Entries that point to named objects
· · ·

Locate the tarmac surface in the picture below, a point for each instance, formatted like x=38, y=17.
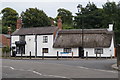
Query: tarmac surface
x=63, y=68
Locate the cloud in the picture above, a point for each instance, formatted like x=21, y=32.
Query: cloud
x=57, y=0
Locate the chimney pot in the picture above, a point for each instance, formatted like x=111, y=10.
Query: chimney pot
x=19, y=23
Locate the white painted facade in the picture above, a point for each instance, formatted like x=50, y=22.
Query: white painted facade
x=52, y=52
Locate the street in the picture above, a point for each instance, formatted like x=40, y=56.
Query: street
x=59, y=68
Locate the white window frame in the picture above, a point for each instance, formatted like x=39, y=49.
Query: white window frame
x=45, y=51
x=45, y=39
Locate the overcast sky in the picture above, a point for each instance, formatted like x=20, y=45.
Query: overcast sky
x=49, y=6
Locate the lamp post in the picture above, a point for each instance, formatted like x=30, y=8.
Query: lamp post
x=79, y=11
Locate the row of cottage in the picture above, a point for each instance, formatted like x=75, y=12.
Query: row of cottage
x=49, y=40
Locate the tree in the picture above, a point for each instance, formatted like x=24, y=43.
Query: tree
x=66, y=16
x=89, y=17
x=9, y=19
x=34, y=17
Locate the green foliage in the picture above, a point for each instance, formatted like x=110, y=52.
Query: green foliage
x=9, y=18
x=6, y=49
x=65, y=15
x=89, y=17
x=93, y=17
x=34, y=17
x=67, y=26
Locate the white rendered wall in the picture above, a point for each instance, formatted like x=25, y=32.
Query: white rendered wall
x=107, y=52
x=52, y=51
x=30, y=45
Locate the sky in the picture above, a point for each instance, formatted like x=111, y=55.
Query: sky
x=50, y=7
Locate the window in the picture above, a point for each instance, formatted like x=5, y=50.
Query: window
x=45, y=39
x=68, y=50
x=98, y=50
x=22, y=38
x=45, y=50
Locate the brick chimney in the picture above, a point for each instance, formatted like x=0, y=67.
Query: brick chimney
x=19, y=24
x=59, y=24
x=9, y=30
x=52, y=22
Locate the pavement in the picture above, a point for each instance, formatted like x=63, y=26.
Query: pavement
x=58, y=68
x=114, y=66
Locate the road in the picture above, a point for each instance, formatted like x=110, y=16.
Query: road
x=59, y=68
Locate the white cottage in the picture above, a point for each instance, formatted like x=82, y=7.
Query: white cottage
x=49, y=40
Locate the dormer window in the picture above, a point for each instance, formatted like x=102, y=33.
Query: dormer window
x=22, y=37
x=45, y=39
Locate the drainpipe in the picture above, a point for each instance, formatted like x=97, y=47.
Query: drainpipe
x=35, y=45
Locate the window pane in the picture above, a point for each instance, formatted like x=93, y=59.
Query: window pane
x=45, y=39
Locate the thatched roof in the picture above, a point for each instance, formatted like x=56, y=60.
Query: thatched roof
x=35, y=30
x=91, y=38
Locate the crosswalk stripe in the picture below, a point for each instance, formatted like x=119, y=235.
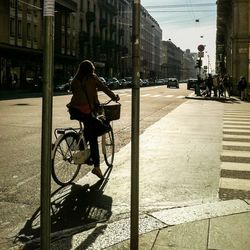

· · ·

■ **WHAT NEEDS TO BE DONE**
Copy out every one of the lines above without any changes, and leave the pictures out of your answer.

■ **CORRECT ANSWER**
Locate the tarmac surface in the picture below, a point for each instance, formatted like x=38, y=17.
Query: tarmac surface
x=63, y=68
Locate the cloud in the picture above, a point for each instance, formatted like x=21, y=32.
Query: cloud
x=57, y=0
Locate the chimney pot in the picture above, a point for each instance, formatted like x=111, y=10.
Query: chimney pot
x=19, y=23
Locate the white painted facade in the picture above, a point for each instance, formatted like x=50, y=22.
Query: white painted facade
x=52, y=52
Locate the street in the picture above, a point for each instance, formatted like x=40, y=56.
Query: street
x=59, y=68
Locate the white window frame in the picture above, a point for each instance, formatted like x=39, y=49.
Query: white window frame
x=45, y=51
x=45, y=39
Locate the overcast sky in the picture above, a point for each instance, formatted like x=20, y=45.
Query: overcast sky
x=49, y=6
Locate the lamp post in the picture above, a point for each instance, formatted like x=30, y=8.
Query: lamp post
x=79, y=11
Locate the row of cottage in the picture above, a point for each instance, formatted like x=75, y=12.
Query: row of cottage
x=49, y=40
Locate the tree in the picture above, a point for each instance, formatted like x=24, y=43.
Query: tree
x=66, y=16
x=89, y=17
x=9, y=19
x=34, y=17
Locate the green foliage in the picture above, a point for each instance, formatted like x=110, y=52.
Query: green foliage
x=9, y=18
x=6, y=49
x=65, y=15
x=89, y=17
x=93, y=17
x=34, y=17
x=67, y=26
Locate the white rendered wall in the picture above, a point for each instance, formatted like x=25, y=32.
Query: white rendered wall
x=107, y=52
x=52, y=51
x=30, y=45
Locate the sky in the picture above, a point for each instance, formatted like x=111, y=55.
Query: sky
x=50, y=7
Locate the window in the picture above, a point for each instance, formatted like x=5, y=50.
Query: window
x=45, y=39
x=68, y=50
x=98, y=50
x=22, y=38
x=45, y=50
Locate the brick chimney in the picture above, a point for each instance, formatted like x=0, y=67.
Query: brick chimney
x=19, y=24
x=59, y=24
x=9, y=30
x=52, y=22
Locate the pavement in the picture above, a point for each instance, formatted like x=63, y=26.
Query: pavement
x=58, y=68
x=114, y=66
Locate the road in the picture above, a point for each instance, formatted like x=110, y=16.
Query: road
x=59, y=68
Locate the white cottage in the picture above, a point for each instance, formatted like x=82, y=7.
Query: white cottage
x=49, y=40
Locate the dormer window in the picture above, a point for each instance, formatted like x=102, y=33.
Query: dormer window
x=22, y=37
x=45, y=39
Locate the drainpipe in the picture above, a point for each instance, formatted like x=97, y=47.
Query: drainpipe
x=35, y=45
Locate the window pane in the picture above, a point for each instance, formatted like x=93, y=59.
Query: window pane
x=45, y=39
Locate the thatched roof in the picture above, a point for each instance, formatted like x=56, y=60.
Query: thatched roof
x=35, y=30
x=91, y=38
Locate the crosswalk stripe in the picture below, a point for each instance, formatted like x=119, y=235.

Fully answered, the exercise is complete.